_Quoted text_
* start *
|Publication number||US7461695 B2|
|Application number||US 11/216,230|
|Publication date||Dec 9, 2008|
|Filing date||Aug 31, 2005|
|Priority date||Apr 1, 2005|
|Also published as||CA2603165A1, CA2603165C, US20060219406, WO2006103637A1|
|Publication number||11216230, 216230, US 7461695 B2, US 7461695B2, US-B2-7461695, US7461695 B2, US7461695B2|
|Inventors||Curtis L. Boney, Lawrence J. Leising|
|Original Assignee||Schlumberger Technology Corporation|
|Export Citation||BiBTeX, EndNote, RefMan|
|Patent Citations (22), Referenced by (14), Classifications (5), Legal Events (3)|
|External Links: USPTO, USPTO Assignment, Espacenet|
This application claims priority from U.S. Provisional Application 60/667,599 filed Apr. 1, 2005, which is incorporated herein by reference.
In numerous wellbore environments, a variety of wellbore assemblies are used for well related activities. For example, a bottom hole assembly can be used in many types of well related procedures, including well stimulation, cementing, water control treatments or other procedures. In many of these well applications, a packer is used to isolate a region of the wellbore in which the desired activity is conducted.
* end *
[Annotation dataset entries]
* start *
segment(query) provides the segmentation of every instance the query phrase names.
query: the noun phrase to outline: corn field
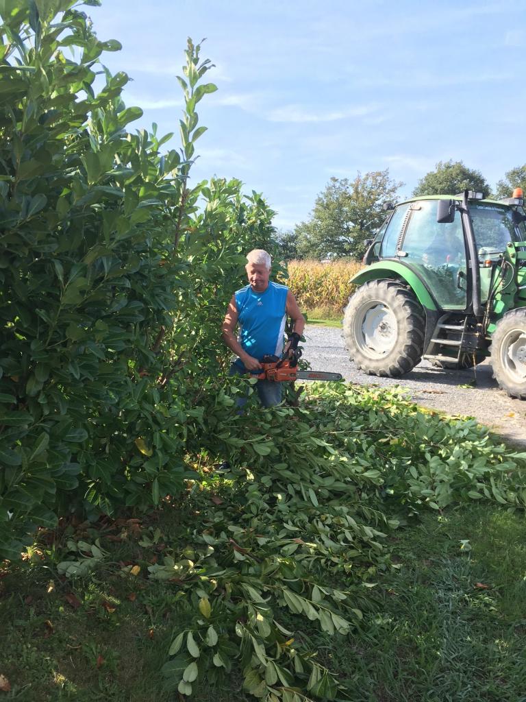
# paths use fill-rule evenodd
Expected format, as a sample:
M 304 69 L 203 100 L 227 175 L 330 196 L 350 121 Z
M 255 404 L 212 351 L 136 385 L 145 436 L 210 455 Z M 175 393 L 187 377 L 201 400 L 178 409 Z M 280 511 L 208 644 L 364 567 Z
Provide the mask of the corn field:
M 302 312 L 316 310 L 323 314 L 338 315 L 343 312 L 356 287 L 349 280 L 361 267 L 360 262 L 349 259 L 329 263 L 292 260 L 288 264 L 287 284 Z

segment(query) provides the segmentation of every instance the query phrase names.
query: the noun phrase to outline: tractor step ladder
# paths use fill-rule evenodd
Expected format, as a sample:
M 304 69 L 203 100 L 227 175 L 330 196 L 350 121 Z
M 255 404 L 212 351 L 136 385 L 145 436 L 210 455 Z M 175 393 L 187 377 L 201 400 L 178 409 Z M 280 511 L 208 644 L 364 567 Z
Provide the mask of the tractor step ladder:
M 458 363 L 460 360 L 460 349 L 462 345 L 464 333 L 466 332 L 466 322 L 467 317 L 464 319 L 461 324 L 443 324 L 439 322 L 435 328 L 434 333 L 431 339 L 431 343 L 436 345 L 435 348 L 437 346 L 446 346 L 452 347 L 452 349 L 457 349 L 457 352 L 456 357 L 447 356 L 445 354 L 431 352 L 429 354 L 424 354 L 424 358 L 428 361 L 440 361 L 447 363 Z M 448 338 L 449 334 L 452 331 L 456 332 L 457 334 L 459 335 L 459 338 L 456 339 Z M 443 333 L 444 336 L 440 336 L 440 333 Z M 433 351 L 435 350 L 435 348 L 433 349 Z

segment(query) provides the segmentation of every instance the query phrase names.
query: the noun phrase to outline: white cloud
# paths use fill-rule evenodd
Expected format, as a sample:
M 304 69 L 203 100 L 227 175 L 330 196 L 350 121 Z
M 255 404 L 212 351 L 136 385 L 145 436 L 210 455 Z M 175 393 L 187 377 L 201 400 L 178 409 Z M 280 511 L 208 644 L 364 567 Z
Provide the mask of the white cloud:
M 333 122 L 340 119 L 367 117 L 379 109 L 379 105 L 375 103 L 329 110 L 313 110 L 300 103 L 283 105 L 271 109 L 265 107 L 269 102 L 276 102 L 278 99 L 279 95 L 276 94 L 234 93 L 218 97 L 215 104 L 222 107 L 238 107 L 250 114 L 257 114 L 267 121 L 292 124 Z
M 137 105 L 143 110 L 166 110 L 168 108 L 180 107 L 181 110 L 184 107 L 184 102 L 181 99 L 168 100 L 150 100 L 149 98 L 141 98 L 130 93 L 124 93 L 124 100 L 126 105 Z
M 440 159 L 433 160 L 423 156 L 413 156 L 411 154 L 396 154 L 384 157 L 384 160 L 396 168 L 405 168 L 417 173 L 426 173 L 431 171 Z
M 504 44 L 506 46 L 524 46 L 526 44 L 526 34 L 520 29 L 506 32 Z
M 210 164 L 211 167 L 215 168 L 220 164 L 221 173 L 227 168 L 245 168 L 250 165 L 250 159 L 244 154 L 232 151 L 230 149 L 198 149 L 199 157 L 202 161 L 206 161 Z M 201 164 L 202 165 L 202 164 Z
M 265 115 L 271 122 L 333 122 L 339 119 L 365 117 L 377 110 L 375 105 L 357 105 L 342 110 L 316 111 L 301 105 L 285 105 Z

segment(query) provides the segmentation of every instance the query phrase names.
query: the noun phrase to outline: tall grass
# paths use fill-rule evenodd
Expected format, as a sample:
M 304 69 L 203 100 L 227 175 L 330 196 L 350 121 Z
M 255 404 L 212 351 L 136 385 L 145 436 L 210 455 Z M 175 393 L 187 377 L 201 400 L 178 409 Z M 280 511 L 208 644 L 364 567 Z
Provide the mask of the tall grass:
M 292 260 L 288 264 L 287 284 L 302 312 L 313 316 L 316 311 L 316 316 L 332 318 L 343 312 L 356 288 L 349 281 L 361 267 L 361 263 L 347 258 L 329 263 Z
* end *
_Given exercise 1_
Who is listed as the original assignee on the patent page?
_Given exercise 2_
Retype the part of the patent page that begins at "In numerous wellbore" and stops after "activity is conducted.".
_Given exercise 3_
Write what comes next in the patent page, starting after its final sentence about the packer.

_Right answer 1_
Schlumberger Technology Corporation

_Right answer 2_
In numerous wellbore environments, a variety of wellbore assemblies are used for well related activities. For example, a bottom hole assembly can be used in many types of well related procedures, including well stimulation, cementing, water control treatments or other procedures. In many of these well applications, a packer is used to isolate a region of the wellbore in which the desired activity is conducted.

_Right answer 3_
In some applications, cup type downhole packers have been utilized, and in other applications, mechanical or hydraulic packers have been employed. Cup type downhole packers have an elastomeric sealing element designed to seal against a casing wall. However, the elastomeric sealing element is subject to wear due to this contact with the casing wall and/or contact with burrs along the inside of the casing left from the creation of perforations. Cup type packers also are prone to getting stuck, and they present additional problems in horizontal wells due to the natural positioning of the bottom hole assembly on a low side of the hole, leaving uneven clearance on the low side relative to the high side of the hole. Mechanical and hydraulic packers also are subject to wear and damage due to burrs left from casing perforation. Additionally, such packers are more complicated, expensive and prone to failure in a sand laden environment, while offering poor performance in open hole applications. Attempts have been made to form a packer from sand at a desired location in the wellbore, but current methods do not work well in many applications.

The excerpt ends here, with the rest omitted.